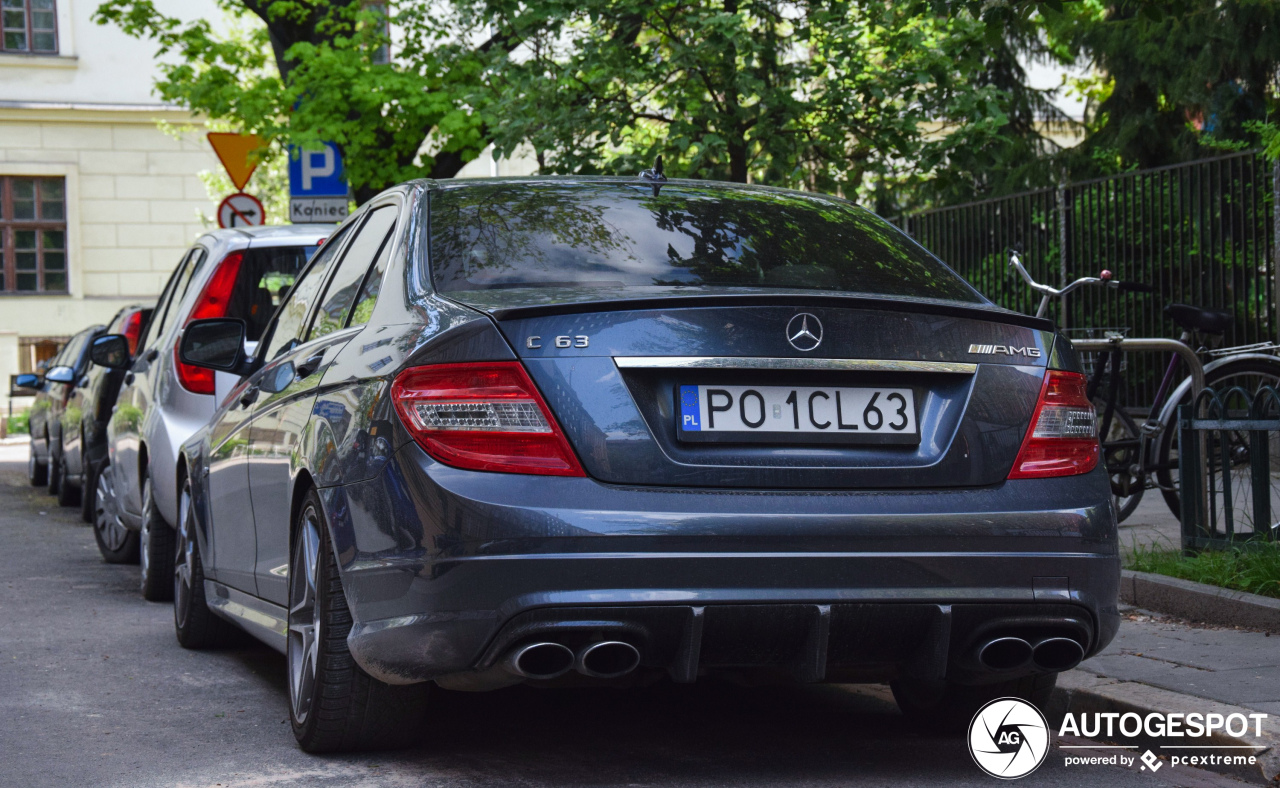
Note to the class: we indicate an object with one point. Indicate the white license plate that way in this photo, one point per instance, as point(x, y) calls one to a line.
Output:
point(803, 413)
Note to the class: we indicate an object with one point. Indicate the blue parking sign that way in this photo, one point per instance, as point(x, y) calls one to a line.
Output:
point(316, 173)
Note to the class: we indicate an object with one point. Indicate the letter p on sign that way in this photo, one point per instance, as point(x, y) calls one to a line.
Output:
point(316, 173)
point(311, 170)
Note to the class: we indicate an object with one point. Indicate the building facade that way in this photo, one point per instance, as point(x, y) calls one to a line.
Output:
point(97, 204)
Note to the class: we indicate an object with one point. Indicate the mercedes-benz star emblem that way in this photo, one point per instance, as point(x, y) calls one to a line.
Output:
point(804, 331)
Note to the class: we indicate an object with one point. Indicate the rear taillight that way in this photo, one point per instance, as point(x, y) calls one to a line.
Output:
point(211, 303)
point(1064, 435)
point(483, 417)
point(133, 330)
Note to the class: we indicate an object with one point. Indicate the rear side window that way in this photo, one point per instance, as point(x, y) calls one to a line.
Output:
point(617, 236)
point(297, 302)
point(352, 271)
point(177, 292)
point(263, 282)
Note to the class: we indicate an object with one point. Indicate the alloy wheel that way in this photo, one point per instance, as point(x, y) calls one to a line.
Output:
point(183, 559)
point(106, 514)
point(304, 615)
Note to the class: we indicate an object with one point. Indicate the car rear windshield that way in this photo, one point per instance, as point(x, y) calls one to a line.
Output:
point(625, 236)
point(265, 276)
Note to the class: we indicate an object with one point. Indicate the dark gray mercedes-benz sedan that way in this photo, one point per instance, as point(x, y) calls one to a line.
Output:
point(616, 431)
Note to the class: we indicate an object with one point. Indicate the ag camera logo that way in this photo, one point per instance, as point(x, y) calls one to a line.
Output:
point(1009, 738)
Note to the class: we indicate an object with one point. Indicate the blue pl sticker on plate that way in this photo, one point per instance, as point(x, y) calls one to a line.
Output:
point(689, 409)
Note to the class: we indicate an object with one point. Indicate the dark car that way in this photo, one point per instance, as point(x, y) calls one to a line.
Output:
point(611, 430)
point(54, 408)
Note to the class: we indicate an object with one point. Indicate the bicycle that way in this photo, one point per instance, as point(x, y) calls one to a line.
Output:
point(1142, 457)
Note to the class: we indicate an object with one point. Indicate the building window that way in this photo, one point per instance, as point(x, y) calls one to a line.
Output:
point(36, 352)
point(28, 26)
point(32, 234)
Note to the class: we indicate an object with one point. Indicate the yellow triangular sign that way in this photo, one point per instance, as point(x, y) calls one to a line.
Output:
point(237, 154)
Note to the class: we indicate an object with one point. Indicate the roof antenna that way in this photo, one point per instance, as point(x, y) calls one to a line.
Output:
point(656, 175)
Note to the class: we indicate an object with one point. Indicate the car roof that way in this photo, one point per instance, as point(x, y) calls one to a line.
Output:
point(272, 234)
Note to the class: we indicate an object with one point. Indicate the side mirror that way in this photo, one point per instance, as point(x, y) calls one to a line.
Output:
point(110, 351)
point(216, 343)
point(60, 375)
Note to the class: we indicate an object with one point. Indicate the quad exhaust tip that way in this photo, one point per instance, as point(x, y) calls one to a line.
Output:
point(1057, 654)
point(540, 660)
point(608, 659)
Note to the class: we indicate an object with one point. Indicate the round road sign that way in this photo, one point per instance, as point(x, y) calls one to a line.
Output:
point(241, 210)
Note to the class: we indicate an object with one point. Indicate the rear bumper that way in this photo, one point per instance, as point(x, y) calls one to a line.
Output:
point(446, 569)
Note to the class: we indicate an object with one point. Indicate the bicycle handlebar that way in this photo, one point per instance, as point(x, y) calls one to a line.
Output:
point(1050, 292)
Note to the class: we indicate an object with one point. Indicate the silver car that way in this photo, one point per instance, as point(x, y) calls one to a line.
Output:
point(234, 273)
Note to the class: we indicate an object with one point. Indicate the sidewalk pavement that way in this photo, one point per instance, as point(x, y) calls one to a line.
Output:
point(1159, 664)
point(1151, 525)
point(1220, 664)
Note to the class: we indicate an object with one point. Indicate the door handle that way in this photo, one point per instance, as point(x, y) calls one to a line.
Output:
point(307, 367)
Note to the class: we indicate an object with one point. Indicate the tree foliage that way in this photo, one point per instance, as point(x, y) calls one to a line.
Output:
point(832, 95)
point(1182, 78)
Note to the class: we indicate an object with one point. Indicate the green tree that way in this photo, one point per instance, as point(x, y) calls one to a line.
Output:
point(1182, 77)
point(831, 95)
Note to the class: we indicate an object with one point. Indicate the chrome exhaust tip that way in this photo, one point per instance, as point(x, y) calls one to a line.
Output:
point(608, 659)
point(1057, 654)
point(1005, 654)
point(540, 660)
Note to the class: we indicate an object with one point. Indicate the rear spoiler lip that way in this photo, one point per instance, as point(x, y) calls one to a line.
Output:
point(851, 302)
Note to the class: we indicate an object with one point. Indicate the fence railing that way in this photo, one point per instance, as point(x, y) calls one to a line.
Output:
point(1229, 467)
point(1202, 233)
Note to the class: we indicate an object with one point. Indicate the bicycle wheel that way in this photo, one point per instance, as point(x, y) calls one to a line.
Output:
point(1248, 374)
point(1119, 457)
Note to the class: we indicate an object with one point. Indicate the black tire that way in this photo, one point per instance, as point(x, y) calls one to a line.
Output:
point(68, 494)
point(55, 473)
point(117, 544)
point(87, 491)
point(37, 472)
point(1249, 370)
point(1119, 453)
point(195, 624)
point(947, 708)
point(333, 704)
point(156, 549)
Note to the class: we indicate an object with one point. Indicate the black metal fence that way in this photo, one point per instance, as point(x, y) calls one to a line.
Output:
point(1201, 233)
point(1229, 467)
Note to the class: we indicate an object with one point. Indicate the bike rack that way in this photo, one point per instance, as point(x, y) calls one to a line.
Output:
point(1193, 508)
point(1151, 346)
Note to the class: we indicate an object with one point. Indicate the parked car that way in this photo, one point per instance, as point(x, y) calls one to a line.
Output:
point(233, 273)
point(53, 409)
point(609, 430)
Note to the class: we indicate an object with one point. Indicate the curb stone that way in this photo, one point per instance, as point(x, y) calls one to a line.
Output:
point(1083, 692)
point(1200, 601)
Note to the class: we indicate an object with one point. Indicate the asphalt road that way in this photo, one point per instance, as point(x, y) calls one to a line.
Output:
point(95, 691)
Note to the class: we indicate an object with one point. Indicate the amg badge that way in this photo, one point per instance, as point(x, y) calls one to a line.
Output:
point(1005, 349)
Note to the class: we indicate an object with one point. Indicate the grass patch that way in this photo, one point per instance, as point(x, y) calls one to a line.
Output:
point(1255, 569)
point(17, 424)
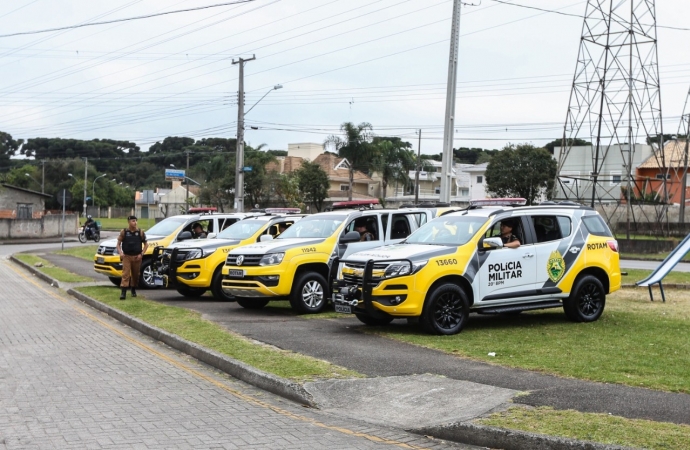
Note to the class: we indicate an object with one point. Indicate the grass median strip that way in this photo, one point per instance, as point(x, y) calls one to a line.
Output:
point(190, 326)
point(636, 342)
point(602, 428)
point(49, 269)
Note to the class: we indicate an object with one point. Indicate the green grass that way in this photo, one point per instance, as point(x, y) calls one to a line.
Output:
point(672, 277)
point(189, 325)
point(84, 252)
point(602, 428)
point(49, 269)
point(636, 342)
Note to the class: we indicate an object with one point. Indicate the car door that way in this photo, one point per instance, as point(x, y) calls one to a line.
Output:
point(507, 274)
point(377, 230)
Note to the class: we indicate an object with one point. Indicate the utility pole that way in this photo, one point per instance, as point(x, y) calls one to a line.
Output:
point(186, 202)
point(684, 184)
point(416, 180)
point(86, 167)
point(449, 126)
point(239, 160)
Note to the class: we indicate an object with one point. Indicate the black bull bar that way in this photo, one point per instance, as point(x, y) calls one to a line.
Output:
point(168, 269)
point(349, 293)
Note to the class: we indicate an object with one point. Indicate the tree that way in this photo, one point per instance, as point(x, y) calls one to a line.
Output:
point(354, 146)
point(521, 171)
point(394, 161)
point(313, 183)
point(8, 146)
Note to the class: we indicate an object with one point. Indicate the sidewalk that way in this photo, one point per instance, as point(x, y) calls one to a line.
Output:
point(424, 404)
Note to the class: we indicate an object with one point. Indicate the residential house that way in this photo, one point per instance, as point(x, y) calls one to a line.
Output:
point(669, 165)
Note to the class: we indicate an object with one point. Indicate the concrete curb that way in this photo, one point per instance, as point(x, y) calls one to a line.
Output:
point(462, 432)
point(469, 433)
point(268, 382)
point(53, 282)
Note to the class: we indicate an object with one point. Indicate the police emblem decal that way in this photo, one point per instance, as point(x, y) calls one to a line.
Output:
point(555, 266)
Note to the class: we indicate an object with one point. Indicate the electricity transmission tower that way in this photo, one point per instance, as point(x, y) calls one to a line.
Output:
point(615, 105)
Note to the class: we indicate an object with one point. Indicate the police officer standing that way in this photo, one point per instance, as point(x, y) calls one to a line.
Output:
point(129, 246)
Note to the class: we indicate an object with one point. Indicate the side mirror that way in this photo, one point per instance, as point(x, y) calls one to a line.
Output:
point(491, 243)
point(351, 236)
point(184, 236)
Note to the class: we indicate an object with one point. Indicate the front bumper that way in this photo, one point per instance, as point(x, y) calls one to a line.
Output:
point(390, 297)
point(258, 281)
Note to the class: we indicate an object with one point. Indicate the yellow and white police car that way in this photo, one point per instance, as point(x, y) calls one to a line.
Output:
point(463, 262)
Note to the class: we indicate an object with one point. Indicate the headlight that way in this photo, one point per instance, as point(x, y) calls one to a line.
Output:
point(198, 253)
point(403, 268)
point(271, 259)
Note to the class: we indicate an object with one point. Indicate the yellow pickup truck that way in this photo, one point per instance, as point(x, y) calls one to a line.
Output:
point(194, 266)
point(295, 265)
point(106, 261)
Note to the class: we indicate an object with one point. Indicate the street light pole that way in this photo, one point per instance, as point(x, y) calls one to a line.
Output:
point(93, 190)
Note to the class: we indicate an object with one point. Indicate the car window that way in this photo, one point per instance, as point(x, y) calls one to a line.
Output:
point(596, 225)
point(548, 228)
point(449, 230)
point(313, 227)
point(401, 226)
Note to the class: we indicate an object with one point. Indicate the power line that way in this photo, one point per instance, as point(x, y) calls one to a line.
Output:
point(128, 19)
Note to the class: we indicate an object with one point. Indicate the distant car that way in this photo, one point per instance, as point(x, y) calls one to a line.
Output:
point(173, 229)
point(457, 264)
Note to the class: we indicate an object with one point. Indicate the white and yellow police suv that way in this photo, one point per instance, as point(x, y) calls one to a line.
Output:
point(195, 266)
point(457, 264)
point(295, 266)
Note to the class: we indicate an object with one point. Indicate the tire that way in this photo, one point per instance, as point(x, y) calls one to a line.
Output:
point(587, 300)
point(146, 275)
point(191, 292)
point(309, 293)
point(217, 287)
point(373, 321)
point(251, 303)
point(446, 310)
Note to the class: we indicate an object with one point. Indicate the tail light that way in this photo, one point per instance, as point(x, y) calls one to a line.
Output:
point(613, 245)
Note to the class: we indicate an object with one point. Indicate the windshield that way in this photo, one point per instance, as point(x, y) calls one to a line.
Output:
point(167, 226)
point(313, 227)
point(242, 230)
point(447, 230)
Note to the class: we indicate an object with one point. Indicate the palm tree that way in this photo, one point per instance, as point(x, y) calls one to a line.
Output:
point(353, 146)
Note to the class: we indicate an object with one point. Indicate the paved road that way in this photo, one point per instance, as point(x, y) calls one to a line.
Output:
point(343, 342)
point(72, 378)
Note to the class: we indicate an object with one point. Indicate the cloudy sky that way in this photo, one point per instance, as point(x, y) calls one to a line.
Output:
point(379, 61)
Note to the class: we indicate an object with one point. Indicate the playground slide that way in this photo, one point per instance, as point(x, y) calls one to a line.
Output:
point(665, 267)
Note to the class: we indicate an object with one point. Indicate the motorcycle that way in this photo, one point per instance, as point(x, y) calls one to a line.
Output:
point(92, 234)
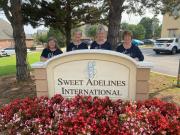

------------------------------------------------------------

→ **Exercise**:
All lines of the material that contain the string "grass" are to be copied.

→ **Result**:
Note to the class: we indicate an object with one point. Indicate the grass patch that way in this photo, one point per instance, as point(x, y) calls one to a line.
Note to the class: we indicate an object with one point. Indicate the grass median strip that way in this photo, one point per instance, as point(x, y) calls one to a line.
Note to the class: we indicate an object with one point. Indicate the green grass that way in this photo, one point per instance, as point(x, y) calls one to a line.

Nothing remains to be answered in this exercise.